Entries from a pointing dataset:
++++++++++
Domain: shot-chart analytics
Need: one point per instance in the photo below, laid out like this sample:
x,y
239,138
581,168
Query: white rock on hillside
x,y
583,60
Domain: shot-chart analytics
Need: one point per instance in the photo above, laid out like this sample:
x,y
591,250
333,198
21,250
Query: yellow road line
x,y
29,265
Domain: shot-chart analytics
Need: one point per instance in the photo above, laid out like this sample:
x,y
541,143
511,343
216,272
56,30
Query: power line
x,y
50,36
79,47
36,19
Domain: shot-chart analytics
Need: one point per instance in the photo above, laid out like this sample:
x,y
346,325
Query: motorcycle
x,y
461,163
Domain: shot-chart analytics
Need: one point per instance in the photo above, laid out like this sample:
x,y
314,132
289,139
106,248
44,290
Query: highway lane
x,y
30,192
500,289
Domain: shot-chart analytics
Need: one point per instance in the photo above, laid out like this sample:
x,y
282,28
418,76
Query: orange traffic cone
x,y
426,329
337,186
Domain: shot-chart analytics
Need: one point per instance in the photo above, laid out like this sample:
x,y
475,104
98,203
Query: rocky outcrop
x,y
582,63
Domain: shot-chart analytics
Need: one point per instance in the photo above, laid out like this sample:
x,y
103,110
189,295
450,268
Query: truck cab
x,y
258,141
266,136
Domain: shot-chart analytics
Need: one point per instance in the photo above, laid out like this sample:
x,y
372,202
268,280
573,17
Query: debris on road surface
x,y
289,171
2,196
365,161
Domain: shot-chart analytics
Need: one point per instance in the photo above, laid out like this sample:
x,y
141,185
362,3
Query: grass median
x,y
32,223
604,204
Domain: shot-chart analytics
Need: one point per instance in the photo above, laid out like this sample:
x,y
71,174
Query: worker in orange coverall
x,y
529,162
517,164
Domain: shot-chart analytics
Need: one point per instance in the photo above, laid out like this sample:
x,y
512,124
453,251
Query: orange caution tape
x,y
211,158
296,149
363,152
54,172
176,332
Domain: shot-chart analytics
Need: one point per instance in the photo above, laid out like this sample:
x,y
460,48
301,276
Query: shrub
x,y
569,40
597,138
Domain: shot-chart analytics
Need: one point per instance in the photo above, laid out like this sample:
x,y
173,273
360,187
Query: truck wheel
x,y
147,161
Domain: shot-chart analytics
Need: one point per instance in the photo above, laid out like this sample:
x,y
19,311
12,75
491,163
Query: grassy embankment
++++++++++
Pick out and copy each line of the rows above that contains the string "road". Treat the match as case-sensitive.

Solved exercise -
Query: yellow road line
Query: debris on road surface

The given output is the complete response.